■ Request
List every line of the records that contains the string "print".

Point annotations for photos:
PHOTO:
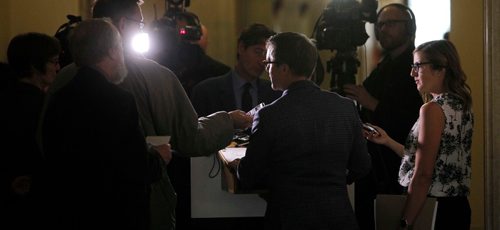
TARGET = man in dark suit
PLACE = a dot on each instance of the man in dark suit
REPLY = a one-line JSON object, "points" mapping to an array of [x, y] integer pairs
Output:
{"points": [[226, 91], [98, 172], [306, 146]]}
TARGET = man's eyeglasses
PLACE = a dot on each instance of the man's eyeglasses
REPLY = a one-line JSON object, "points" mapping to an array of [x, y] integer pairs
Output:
{"points": [[267, 63], [141, 23], [416, 66], [54, 61], [388, 23]]}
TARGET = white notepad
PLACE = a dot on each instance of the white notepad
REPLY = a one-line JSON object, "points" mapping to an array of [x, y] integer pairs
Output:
{"points": [[389, 208], [158, 140]]}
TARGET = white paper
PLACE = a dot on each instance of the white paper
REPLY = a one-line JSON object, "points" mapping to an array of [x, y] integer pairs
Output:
{"points": [[158, 140], [231, 154]]}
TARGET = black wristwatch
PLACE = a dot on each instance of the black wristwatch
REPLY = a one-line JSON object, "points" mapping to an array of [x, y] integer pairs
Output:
{"points": [[403, 224]]}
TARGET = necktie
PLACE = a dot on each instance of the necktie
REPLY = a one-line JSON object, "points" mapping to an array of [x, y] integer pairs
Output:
{"points": [[246, 98]]}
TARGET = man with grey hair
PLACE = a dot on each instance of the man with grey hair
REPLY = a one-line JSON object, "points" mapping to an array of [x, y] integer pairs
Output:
{"points": [[92, 142], [163, 106]]}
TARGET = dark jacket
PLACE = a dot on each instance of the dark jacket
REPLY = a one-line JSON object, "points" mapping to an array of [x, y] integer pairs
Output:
{"points": [[217, 94], [96, 158], [399, 102], [305, 147]]}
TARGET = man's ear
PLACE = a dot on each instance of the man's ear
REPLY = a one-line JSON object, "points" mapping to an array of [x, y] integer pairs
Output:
{"points": [[121, 24], [114, 53]]}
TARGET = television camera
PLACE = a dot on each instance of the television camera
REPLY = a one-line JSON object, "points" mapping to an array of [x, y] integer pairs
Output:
{"points": [[341, 28]]}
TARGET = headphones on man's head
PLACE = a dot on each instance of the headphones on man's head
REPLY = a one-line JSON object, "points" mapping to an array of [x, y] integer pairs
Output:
{"points": [[411, 25], [192, 30]]}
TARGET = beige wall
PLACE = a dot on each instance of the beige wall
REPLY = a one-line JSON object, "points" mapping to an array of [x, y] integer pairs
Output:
{"points": [[4, 30], [467, 33]]}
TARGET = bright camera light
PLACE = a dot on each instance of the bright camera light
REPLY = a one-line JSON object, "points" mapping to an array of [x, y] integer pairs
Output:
{"points": [[140, 42]]}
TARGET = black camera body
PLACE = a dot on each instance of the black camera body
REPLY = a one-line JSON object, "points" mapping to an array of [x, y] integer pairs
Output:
{"points": [[342, 24], [341, 27], [185, 25]]}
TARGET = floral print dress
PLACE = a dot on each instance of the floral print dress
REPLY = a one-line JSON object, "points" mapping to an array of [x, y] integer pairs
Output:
{"points": [[452, 172]]}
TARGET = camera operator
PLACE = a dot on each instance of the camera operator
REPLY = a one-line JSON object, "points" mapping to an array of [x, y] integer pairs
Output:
{"points": [[389, 99]]}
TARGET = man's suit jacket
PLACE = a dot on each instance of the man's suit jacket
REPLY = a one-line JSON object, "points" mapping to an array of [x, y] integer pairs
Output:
{"points": [[305, 148], [97, 171], [217, 94]]}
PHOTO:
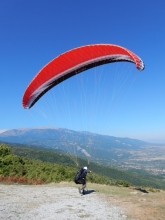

■ Finished exercise
TARGET = floral print dress
PLACE = a dot on each instance of the floral print dress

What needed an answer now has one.